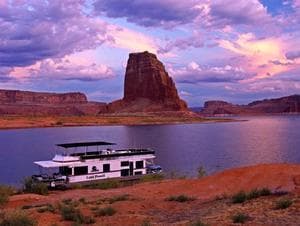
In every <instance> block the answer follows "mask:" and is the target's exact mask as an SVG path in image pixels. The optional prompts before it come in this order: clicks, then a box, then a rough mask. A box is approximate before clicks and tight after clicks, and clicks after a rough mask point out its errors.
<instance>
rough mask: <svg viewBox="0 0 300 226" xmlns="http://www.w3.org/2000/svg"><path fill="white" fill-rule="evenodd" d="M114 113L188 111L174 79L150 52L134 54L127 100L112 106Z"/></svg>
mask: <svg viewBox="0 0 300 226" xmlns="http://www.w3.org/2000/svg"><path fill="white" fill-rule="evenodd" d="M109 111H110V112H157V111H187V104H186V103H185V102H184V101H183V100H181V99H180V98H179V96H178V93H177V89H176V87H175V84H174V82H173V80H172V78H171V77H170V76H169V75H168V73H167V71H166V70H165V67H164V65H163V64H162V63H161V62H160V61H159V60H158V59H157V57H156V56H155V55H154V54H152V53H149V52H141V53H131V54H129V59H128V62H127V67H126V74H125V85H124V97H123V99H121V100H117V101H115V102H112V103H111V104H109Z"/></svg>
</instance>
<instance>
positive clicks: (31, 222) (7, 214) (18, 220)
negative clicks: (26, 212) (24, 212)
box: [0, 211, 37, 226]
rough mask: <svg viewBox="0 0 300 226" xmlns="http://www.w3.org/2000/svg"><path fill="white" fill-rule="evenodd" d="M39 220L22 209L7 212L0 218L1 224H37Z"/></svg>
mask: <svg viewBox="0 0 300 226" xmlns="http://www.w3.org/2000/svg"><path fill="white" fill-rule="evenodd" d="M35 225H37V222H36V221H35V220H33V219H32V218H30V217H29V216H27V214H26V213H24V212H21V211H14V212H10V213H7V214H5V215H4V216H3V219H2V221H1V220H0V226H35Z"/></svg>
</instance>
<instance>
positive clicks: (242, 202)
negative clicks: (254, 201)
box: [231, 191, 247, 203]
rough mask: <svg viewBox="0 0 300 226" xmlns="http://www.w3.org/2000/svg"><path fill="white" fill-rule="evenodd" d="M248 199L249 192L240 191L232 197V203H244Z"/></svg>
mask: <svg viewBox="0 0 300 226" xmlns="http://www.w3.org/2000/svg"><path fill="white" fill-rule="evenodd" d="M246 200H247V194H246V192H244V191H240V192H238V193H236V194H235V195H233V196H232V197H231V201H232V203H244V202H246Z"/></svg>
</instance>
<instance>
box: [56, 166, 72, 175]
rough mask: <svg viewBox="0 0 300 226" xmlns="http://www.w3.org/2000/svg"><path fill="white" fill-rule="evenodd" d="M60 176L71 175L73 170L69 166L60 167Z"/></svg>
mask: <svg viewBox="0 0 300 226" xmlns="http://www.w3.org/2000/svg"><path fill="white" fill-rule="evenodd" d="M59 174H61V175H65V176H68V175H71V174H72V169H71V168H69V167H68V166H61V167H59Z"/></svg>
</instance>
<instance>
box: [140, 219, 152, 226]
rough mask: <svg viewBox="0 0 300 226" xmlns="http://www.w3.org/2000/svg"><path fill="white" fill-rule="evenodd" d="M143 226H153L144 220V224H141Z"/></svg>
mask: <svg viewBox="0 0 300 226" xmlns="http://www.w3.org/2000/svg"><path fill="white" fill-rule="evenodd" d="M141 226H151V223H150V221H149V220H147V219H146V220H143V222H142V223H141Z"/></svg>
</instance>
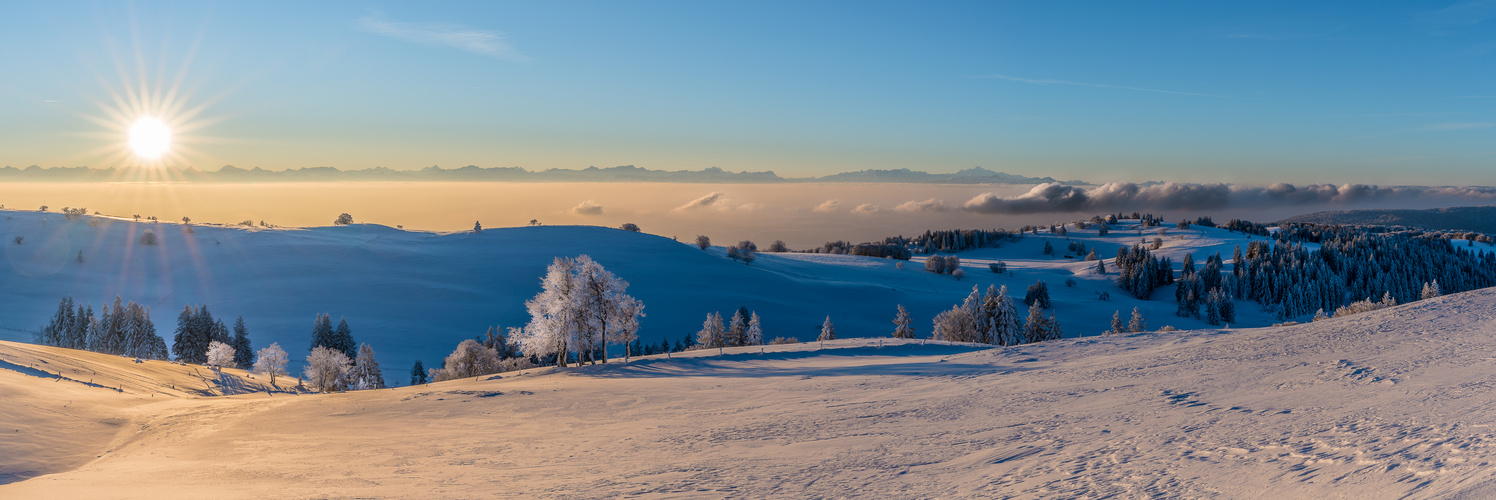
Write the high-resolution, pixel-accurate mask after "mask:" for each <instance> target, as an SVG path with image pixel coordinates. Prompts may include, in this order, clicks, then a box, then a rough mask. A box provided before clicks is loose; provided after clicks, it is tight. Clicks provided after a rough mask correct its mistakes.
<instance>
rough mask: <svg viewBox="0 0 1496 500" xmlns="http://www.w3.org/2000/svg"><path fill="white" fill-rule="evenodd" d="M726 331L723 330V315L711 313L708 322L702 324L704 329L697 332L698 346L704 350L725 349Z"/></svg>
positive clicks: (714, 313)
mask: <svg viewBox="0 0 1496 500" xmlns="http://www.w3.org/2000/svg"><path fill="white" fill-rule="evenodd" d="M724 337H727V335H726V329H724V328H723V314H720V313H709V314H706V320H703V322H702V329H700V331H697V332H696V344H697V346H702V349H709V347H723V346H724V344H726V338H724Z"/></svg>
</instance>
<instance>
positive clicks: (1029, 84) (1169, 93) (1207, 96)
mask: <svg viewBox="0 0 1496 500" xmlns="http://www.w3.org/2000/svg"><path fill="white" fill-rule="evenodd" d="M972 78H987V79H1005V81H1011V82H1020V84H1029V85H1073V87H1092V88H1116V90H1131V91H1147V93H1156V94H1173V96H1192V97H1215V99H1234V97H1228V96H1216V94H1201V93H1192V91H1176V90H1161V88H1143V87H1128V85H1112V84H1088V82H1073V81H1064V79H1034V78H1019V76H1008V75H977V76H972Z"/></svg>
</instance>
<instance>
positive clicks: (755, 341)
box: [748, 311, 763, 346]
mask: <svg viewBox="0 0 1496 500" xmlns="http://www.w3.org/2000/svg"><path fill="white" fill-rule="evenodd" d="M748 346H763V323H761V322H760V320H758V313H757V311H754V313H751V314H748Z"/></svg>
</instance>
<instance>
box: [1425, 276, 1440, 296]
mask: <svg viewBox="0 0 1496 500" xmlns="http://www.w3.org/2000/svg"><path fill="white" fill-rule="evenodd" d="M1439 295H1442V293H1441V292H1439V280H1433V281H1432V283H1424V284H1423V293H1420V298H1421V299H1430V298H1435V296H1439Z"/></svg>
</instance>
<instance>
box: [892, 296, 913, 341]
mask: <svg viewBox="0 0 1496 500" xmlns="http://www.w3.org/2000/svg"><path fill="white" fill-rule="evenodd" d="M893 338H914V326H910V311H908V310H905V308H904V304H899V311H898V313H895V314H893Z"/></svg>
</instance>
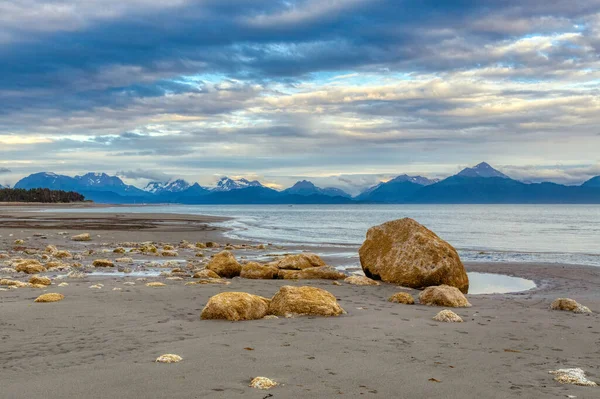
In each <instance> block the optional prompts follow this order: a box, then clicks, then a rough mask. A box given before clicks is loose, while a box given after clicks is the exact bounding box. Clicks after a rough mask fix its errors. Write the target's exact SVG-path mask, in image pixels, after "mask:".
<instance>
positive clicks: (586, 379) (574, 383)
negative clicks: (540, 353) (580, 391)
mask: <svg viewBox="0 0 600 399" xmlns="http://www.w3.org/2000/svg"><path fill="white" fill-rule="evenodd" d="M548 373H550V374H552V375H554V376H555V377H554V381H557V382H560V383H561V384H573V385H581V386H586V387H595V386H598V384H596V383H595V382H594V381H590V380H588V379H587V377H586V376H585V371H583V370H582V369H580V368H572V369H559V370H554V371H549V372H548Z"/></svg>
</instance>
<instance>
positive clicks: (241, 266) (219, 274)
mask: <svg viewBox="0 0 600 399" xmlns="http://www.w3.org/2000/svg"><path fill="white" fill-rule="evenodd" d="M206 268H207V269H208V270H212V271H213V272H215V273H217V274H218V275H219V276H220V277H225V278H232V277H237V276H239V275H240V273H241V272H242V265H240V264H239V262H238V261H237V260H236V259H235V256H233V254H232V253H231V252H229V251H222V252H219V253H218V254H216V255H215V256H213V258H212V259H211V260H210V262H208V265H206Z"/></svg>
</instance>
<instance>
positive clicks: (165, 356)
mask: <svg viewBox="0 0 600 399" xmlns="http://www.w3.org/2000/svg"><path fill="white" fill-rule="evenodd" d="M182 360H183V358H182V357H181V356H179V355H174V354H172V353H167V354H166V355H160V356H159V357H157V358H156V360H155V361H154V362H155V363H179V362H180V361H182Z"/></svg>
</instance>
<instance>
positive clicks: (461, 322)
mask: <svg viewBox="0 0 600 399" xmlns="http://www.w3.org/2000/svg"><path fill="white" fill-rule="evenodd" d="M433 320H435V321H441V322H444V323H462V322H463V320H462V319H461V318H460V316H459V315H457V314H456V313H454V312H453V311H451V310H449V309H444V310H442V311H440V312H439V313H438V314H436V315H435V316H434V317H433Z"/></svg>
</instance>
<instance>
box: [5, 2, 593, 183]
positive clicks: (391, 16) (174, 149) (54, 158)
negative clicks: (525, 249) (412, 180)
mask: <svg viewBox="0 0 600 399" xmlns="http://www.w3.org/2000/svg"><path fill="white" fill-rule="evenodd" d="M0 60H1V62H0V104H1V105H2V106H1V107H0V183H3V184H6V183H10V184H14V182H15V181H16V180H18V179H19V178H20V177H22V176H24V175H27V174H29V173H32V172H38V171H53V172H58V173H65V174H77V173H83V172H87V171H104V172H107V173H111V174H112V173H117V172H118V173H119V174H120V175H122V176H124V177H125V178H126V180H127V181H128V182H129V183H134V184H138V185H141V184H143V183H144V182H145V181H147V180H148V179H168V178H171V177H184V178H186V179H188V180H190V181H198V182H200V183H201V184H207V185H208V184H211V183H213V182H214V181H215V180H216V179H217V178H218V177H219V176H223V175H229V176H247V177H254V178H260V179H261V180H263V181H265V182H268V183H270V184H273V185H275V186H287V185H289V184H290V183H293V182H294V181H295V180H297V179H299V178H311V179H313V180H314V181H315V182H317V183H319V184H321V185H333V186H338V187H342V188H345V189H348V190H350V191H353V190H354V191H355V190H358V189H360V188H361V187H363V186H366V185H369V184H372V183H374V182H376V181H377V180H378V179H385V178H389V177H390V176H394V175H397V174H401V173H409V174H423V175H427V176H430V177H440V176H446V175H449V174H453V173H455V172H456V171H458V170H459V169H460V168H461V167H464V166H467V165H473V164H476V163H478V162H480V161H487V162H489V163H491V164H492V165H494V166H496V167H498V168H499V169H501V170H502V171H503V172H505V173H507V174H509V175H510V176H512V177H516V178H521V179H526V180H531V181H539V180H553V181H557V182H565V183H570V184H574V183H580V182H581V181H583V180H585V179H587V178H589V177H591V176H593V175H599V174H600V151H599V150H600V86H599V83H600V0H564V1H563V0H472V1H470V0H454V1H435V0H286V1H281V0H195V1H193V0H171V1H162V0H161V1H158V0H128V1H123V0H95V1H85V2H84V1H72V0H18V1H14V2H11V1H9V2H0Z"/></svg>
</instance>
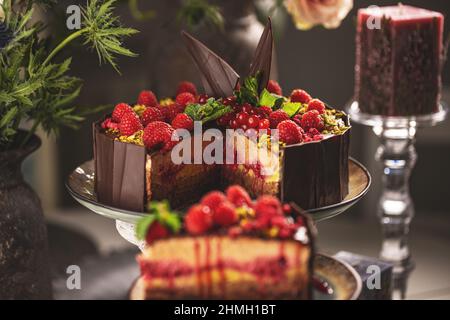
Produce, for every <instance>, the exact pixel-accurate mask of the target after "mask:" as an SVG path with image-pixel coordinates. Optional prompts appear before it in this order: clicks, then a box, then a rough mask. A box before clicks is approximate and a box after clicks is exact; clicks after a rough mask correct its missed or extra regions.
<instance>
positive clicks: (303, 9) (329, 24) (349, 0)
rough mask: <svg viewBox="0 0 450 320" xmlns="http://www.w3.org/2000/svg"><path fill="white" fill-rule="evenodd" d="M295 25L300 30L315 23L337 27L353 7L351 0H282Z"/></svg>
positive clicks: (330, 28)
mask: <svg viewBox="0 0 450 320" xmlns="http://www.w3.org/2000/svg"><path fill="white" fill-rule="evenodd" d="M284 6H285V7H286V9H287V11H288V12H289V13H290V14H291V16H292V19H293V20H294V23H295V26H296V27H297V28H298V29H301V30H307V29H310V28H312V27H314V26H316V25H323V26H324V27H325V28H329V29H332V28H337V27H339V25H340V24H341V21H342V20H343V19H344V18H345V17H346V16H347V14H348V13H349V11H350V10H351V9H352V7H353V0H284Z"/></svg>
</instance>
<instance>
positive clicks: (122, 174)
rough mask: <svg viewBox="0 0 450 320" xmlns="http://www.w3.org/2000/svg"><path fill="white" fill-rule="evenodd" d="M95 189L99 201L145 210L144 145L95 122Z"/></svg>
mask: <svg viewBox="0 0 450 320" xmlns="http://www.w3.org/2000/svg"><path fill="white" fill-rule="evenodd" d="M93 134H94V162H95V192H96V194H97V199H98V201H99V202H101V203H104V204H107V205H111V206H114V207H118V208H121V209H126V210H131V211H138V212H142V211H144V199H145V155H146V151H145V148H144V147H141V146H137V145H134V144H131V143H123V142H120V141H117V140H115V139H114V138H112V137H110V136H108V135H107V134H105V133H103V132H101V129H100V126H99V125H98V123H94V126H93Z"/></svg>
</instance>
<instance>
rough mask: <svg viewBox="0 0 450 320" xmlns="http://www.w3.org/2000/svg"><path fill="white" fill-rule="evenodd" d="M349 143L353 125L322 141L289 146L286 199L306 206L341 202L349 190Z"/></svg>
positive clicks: (287, 150) (305, 207) (283, 184)
mask: <svg viewBox="0 0 450 320" xmlns="http://www.w3.org/2000/svg"><path fill="white" fill-rule="evenodd" d="M347 124H348V119H347ZM349 146H350V129H348V130H347V131H346V132H344V133H343V134H341V135H335V136H332V137H329V138H327V139H324V140H322V141H320V142H316V143H314V142H312V143H307V144H302V145H291V146H286V147H285V148H284V154H283V155H282V156H283V158H282V169H281V170H282V174H281V175H280V177H281V181H280V184H281V190H280V198H281V199H282V201H283V202H288V201H293V202H295V203H297V204H298V205H299V206H301V207H302V208H303V209H305V210H308V209H312V208H319V207H323V206H327V205H330V204H333V203H338V202H341V201H342V200H343V199H344V198H345V196H346V195H347V194H348V191H349V188H348V183H349V172H348V155H349Z"/></svg>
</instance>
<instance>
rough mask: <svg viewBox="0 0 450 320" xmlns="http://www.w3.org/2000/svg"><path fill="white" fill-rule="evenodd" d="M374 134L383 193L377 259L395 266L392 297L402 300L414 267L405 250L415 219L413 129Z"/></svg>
mask: <svg viewBox="0 0 450 320" xmlns="http://www.w3.org/2000/svg"><path fill="white" fill-rule="evenodd" d="M373 131H374V132H375V134H376V135H377V136H378V137H379V138H380V146H379V147H378V150H377V152H376V155H375V157H376V160H377V161H379V162H380V163H381V165H382V167H383V175H382V193H381V196H380V200H379V204H378V216H379V218H380V223H381V227H382V234H383V241H382V246H381V252H380V257H381V258H382V259H384V260H387V261H390V262H392V263H393V264H394V270H393V273H394V274H393V279H394V283H393V288H394V292H393V296H394V298H399V299H404V297H405V293H406V287H407V285H406V284H407V280H408V277H409V274H410V272H411V271H412V269H413V265H414V264H413V262H412V260H411V254H410V250H409V246H408V233H409V224H410V222H411V220H412V218H413V216H414V204H413V201H412V199H411V196H410V194H409V177H410V175H411V171H412V169H413V168H414V165H415V163H416V160H417V153H416V151H415V148H414V142H415V134H416V128H415V127H413V126H409V127H406V128H400V129H389V128H385V127H383V126H375V127H374V128H373Z"/></svg>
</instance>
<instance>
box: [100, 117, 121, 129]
mask: <svg viewBox="0 0 450 320" xmlns="http://www.w3.org/2000/svg"><path fill="white" fill-rule="evenodd" d="M101 127H102V128H103V129H113V130H114V129H119V124H118V123H117V122H114V121H113V120H112V119H111V118H106V119H105V120H104V121H103V122H102V124H101Z"/></svg>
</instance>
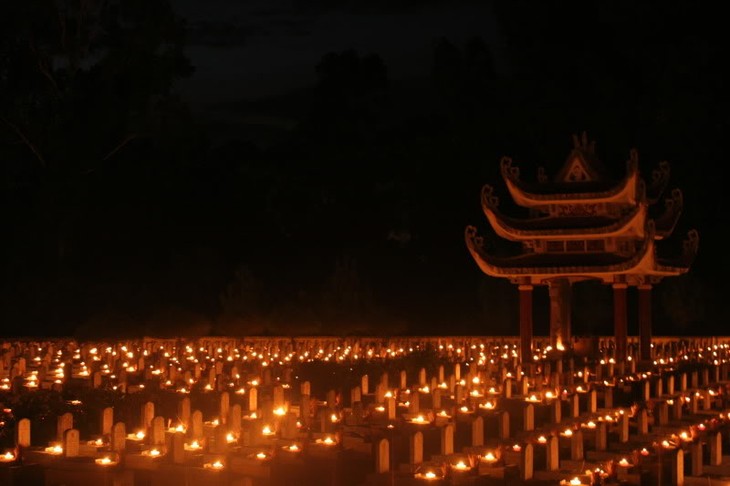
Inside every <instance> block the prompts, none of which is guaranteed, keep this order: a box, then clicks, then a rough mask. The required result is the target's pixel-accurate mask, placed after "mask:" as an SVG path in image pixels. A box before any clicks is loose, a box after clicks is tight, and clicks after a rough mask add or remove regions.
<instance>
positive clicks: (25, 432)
mask: <svg viewBox="0 0 730 486" xmlns="http://www.w3.org/2000/svg"><path fill="white" fill-rule="evenodd" d="M16 443H17V444H18V447H30V419H27V418H24V419H20V420H19V421H18V426H17V431H16Z"/></svg>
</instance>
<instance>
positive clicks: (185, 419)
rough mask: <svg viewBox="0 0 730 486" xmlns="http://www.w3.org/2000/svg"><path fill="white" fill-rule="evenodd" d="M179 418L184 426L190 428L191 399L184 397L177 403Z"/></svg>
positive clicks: (181, 423) (178, 415) (181, 422)
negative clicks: (190, 411) (190, 402)
mask: <svg viewBox="0 0 730 486" xmlns="http://www.w3.org/2000/svg"><path fill="white" fill-rule="evenodd" d="M177 417H178V419H179V420H180V423H181V424H183V426H185V427H186V428H187V427H190V397H183V398H181V399H180V401H179V402H177Z"/></svg>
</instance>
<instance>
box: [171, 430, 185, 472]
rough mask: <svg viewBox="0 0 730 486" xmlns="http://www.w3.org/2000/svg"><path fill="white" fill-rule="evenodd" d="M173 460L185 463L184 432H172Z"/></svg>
mask: <svg viewBox="0 0 730 486" xmlns="http://www.w3.org/2000/svg"><path fill="white" fill-rule="evenodd" d="M172 462H173V463H174V464H185V434H183V433H182V432H175V433H174V434H172Z"/></svg>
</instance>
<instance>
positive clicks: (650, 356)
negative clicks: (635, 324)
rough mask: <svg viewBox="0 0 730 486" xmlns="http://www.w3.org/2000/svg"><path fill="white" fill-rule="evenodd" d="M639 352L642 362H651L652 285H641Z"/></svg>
mask: <svg viewBox="0 0 730 486" xmlns="http://www.w3.org/2000/svg"><path fill="white" fill-rule="evenodd" d="M638 289H639V350H640V356H639V357H640V359H641V361H651V284H642V285H639V287H638Z"/></svg>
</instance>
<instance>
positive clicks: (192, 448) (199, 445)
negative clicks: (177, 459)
mask: <svg viewBox="0 0 730 486" xmlns="http://www.w3.org/2000/svg"><path fill="white" fill-rule="evenodd" d="M183 448H184V449H185V450H186V451H199V450H200V449H201V446H200V442H198V441H197V440H194V441H192V442H190V443H188V444H184V445H183Z"/></svg>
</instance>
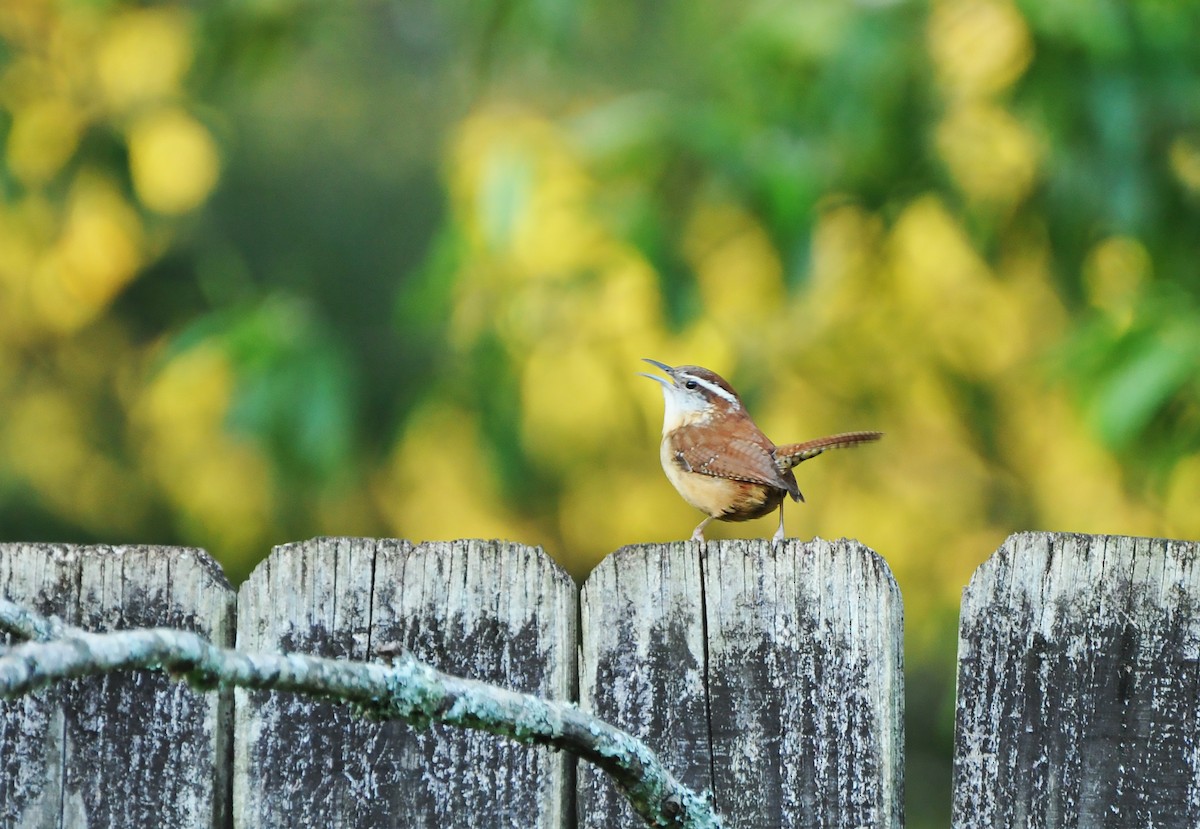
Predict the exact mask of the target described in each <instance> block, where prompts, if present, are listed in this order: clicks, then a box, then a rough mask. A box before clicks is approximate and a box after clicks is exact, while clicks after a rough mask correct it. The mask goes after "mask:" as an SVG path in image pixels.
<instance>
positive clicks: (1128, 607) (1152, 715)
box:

━━━━━━━━━━━━━━━━━━━━

■ Instructions for the task
In the records above, find each line with the word "while" and copy it out.

■ Solution to this exercise
In each <instance> block the optional prompts follow this order: a box, then clicks, then a rough mask. A box given before clicks is loose, while a box given after clicks is the exact bounding box. Clicks after a rough mask fix its errors. Write the target's exact SVG-path mask, in image pixels, after "mask:".
Predict the exact mask of the target described in each <instance> block, where prompts, if present, are listed in this order: clicks, then a box, then a rough mask. A box before clicks is approximate and a box after clicks is exact, while clicks after a rough mask correct it. The mask goes after "mask:" as an SVG path in image pixels.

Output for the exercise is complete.